Copy all of the lines below word for word, leaving out the pictures.

-------------------------

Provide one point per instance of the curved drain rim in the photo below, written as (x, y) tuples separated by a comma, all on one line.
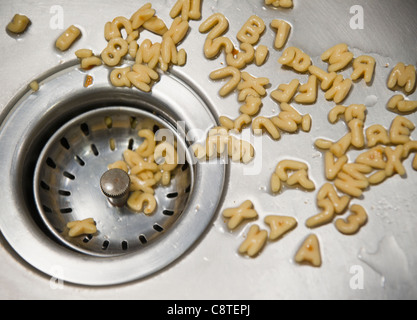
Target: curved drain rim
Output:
[(49, 257)]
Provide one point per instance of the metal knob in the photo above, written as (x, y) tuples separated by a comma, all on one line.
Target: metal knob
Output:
[(115, 185)]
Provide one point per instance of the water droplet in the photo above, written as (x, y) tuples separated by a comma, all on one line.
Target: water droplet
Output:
[(389, 261), (370, 101)]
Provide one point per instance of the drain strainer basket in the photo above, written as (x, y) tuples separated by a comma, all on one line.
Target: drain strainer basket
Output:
[(57, 144), (67, 182)]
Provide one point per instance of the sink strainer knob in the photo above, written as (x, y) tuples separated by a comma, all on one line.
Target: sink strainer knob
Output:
[(115, 185)]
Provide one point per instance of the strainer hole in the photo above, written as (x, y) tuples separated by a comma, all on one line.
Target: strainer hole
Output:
[(158, 228), (172, 195), (168, 213), (105, 245), (133, 123), (131, 142), (47, 209), (51, 163), (65, 143), (69, 175), (64, 193), (80, 161), (44, 186), (185, 166), (109, 122), (85, 129), (95, 150), (112, 144), (143, 239), (188, 189)]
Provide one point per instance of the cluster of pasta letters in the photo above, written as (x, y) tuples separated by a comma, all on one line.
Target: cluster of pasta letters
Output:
[(147, 56), (148, 166), (386, 148), (257, 238), (220, 142)]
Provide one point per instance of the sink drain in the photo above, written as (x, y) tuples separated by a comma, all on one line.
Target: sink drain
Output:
[(56, 144), (67, 182)]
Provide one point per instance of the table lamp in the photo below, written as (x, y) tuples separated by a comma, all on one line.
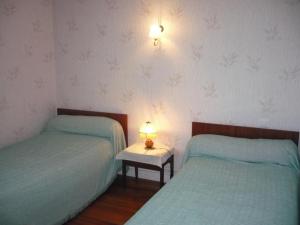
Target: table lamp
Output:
[(148, 131)]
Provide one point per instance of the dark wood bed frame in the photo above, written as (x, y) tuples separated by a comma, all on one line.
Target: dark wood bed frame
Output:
[(121, 118), (244, 132)]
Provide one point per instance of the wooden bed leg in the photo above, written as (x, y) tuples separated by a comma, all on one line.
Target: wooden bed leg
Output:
[(172, 166), (162, 176), (124, 173), (136, 172)]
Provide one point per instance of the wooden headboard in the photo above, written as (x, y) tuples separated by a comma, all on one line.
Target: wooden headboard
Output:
[(121, 118), (244, 132)]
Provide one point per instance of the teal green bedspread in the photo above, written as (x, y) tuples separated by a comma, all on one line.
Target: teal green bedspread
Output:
[(49, 178), (211, 191)]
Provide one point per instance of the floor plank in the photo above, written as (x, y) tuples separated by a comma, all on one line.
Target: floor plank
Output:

-------------------------

Written answer:
Provide one point per instance of the curved drain rim in the photo below, written as (x, y) tuples separated by a comma, all on one line.
Target: curved drain rim
Output:
[(49, 257)]
Provide one point per instance of the metal knob in the photo above, written as (x, y) tuples separated by a comma, all on one line.
Target: metal knob
Output:
[(115, 185)]
Provide one point per instance of the water droplet in the photo above, written as (x, y) tuples separated by a comma, all on one line.
Target: water droplet
Output:
[(389, 261), (370, 101)]
Provide one point per instance of the drain strainer basket in the photo above, written as (x, y) tuples separated by a comma, all on one line.
Target: drain strainer basket
Output:
[(57, 144), (67, 182)]
Provide one point per instance of the sink strainer knob in the photo above, written as (x, y) tuples separated by a comma, all on one line.
Target: sink strainer knob
Output:
[(115, 185)]
Provide one point per instance of the strainer hole in the photo above, written as (x, y) tuples separated by a comma, all on one line.
Target: strainer hole
Output:
[(158, 228), (172, 195), (168, 213), (105, 245), (133, 123), (131, 142), (47, 209), (51, 163), (65, 143), (69, 175), (64, 193), (80, 161), (44, 186), (185, 166), (109, 122), (85, 129), (95, 150), (112, 144), (143, 239), (188, 189)]
Provide one point per instance of the cluster of pasta letters in the photo above, written as (x, y) tuples separated by a comma, all on one line.
Target: cluster of pasta letters
Output:
[(147, 56), (148, 166), (386, 148), (257, 238), (220, 142)]
Provide one point per instance of the sink drain in the photo above, written as (x, y) tuples separated by a comma, all on one line.
Target: sink drain
Output:
[(56, 144), (67, 182)]
Provide one point per instance of the table lamp in the photo below, written as (x, y) tuples separated by a comma, all on one line.
Target: table lamp
Output:
[(148, 131)]
Provide one point per instance of the dark wood bed frame in the photo above, written as (x, y) tuples separated by a comma, all on one line.
Target: dark wood bed frame
Output:
[(121, 118), (244, 132)]
Provide one point per instance of the wooden bed leg in the photo above, written as (x, y) tuples separated by a comma, all on one line.
Target: wooden bed leg
Output:
[(172, 166), (162, 176), (124, 173), (136, 172)]
Provide one point per instance of the wooden headboard in the photo above, written as (x, y) tuples separated by a comma, all on one line.
Target: wooden headboard
Output:
[(121, 118), (244, 132)]
Provide one point per instance of the teal green bedspread in the photo above, written as (x, y) tuples separated by a comma, all on one line.
Target: teal green bedspread
Output:
[(49, 178), (211, 191)]
Provide one point per instance of the floor plank in the photo above, written as (x, y) tuples separated by a comma, all on one line.
Target: floor plank
Output:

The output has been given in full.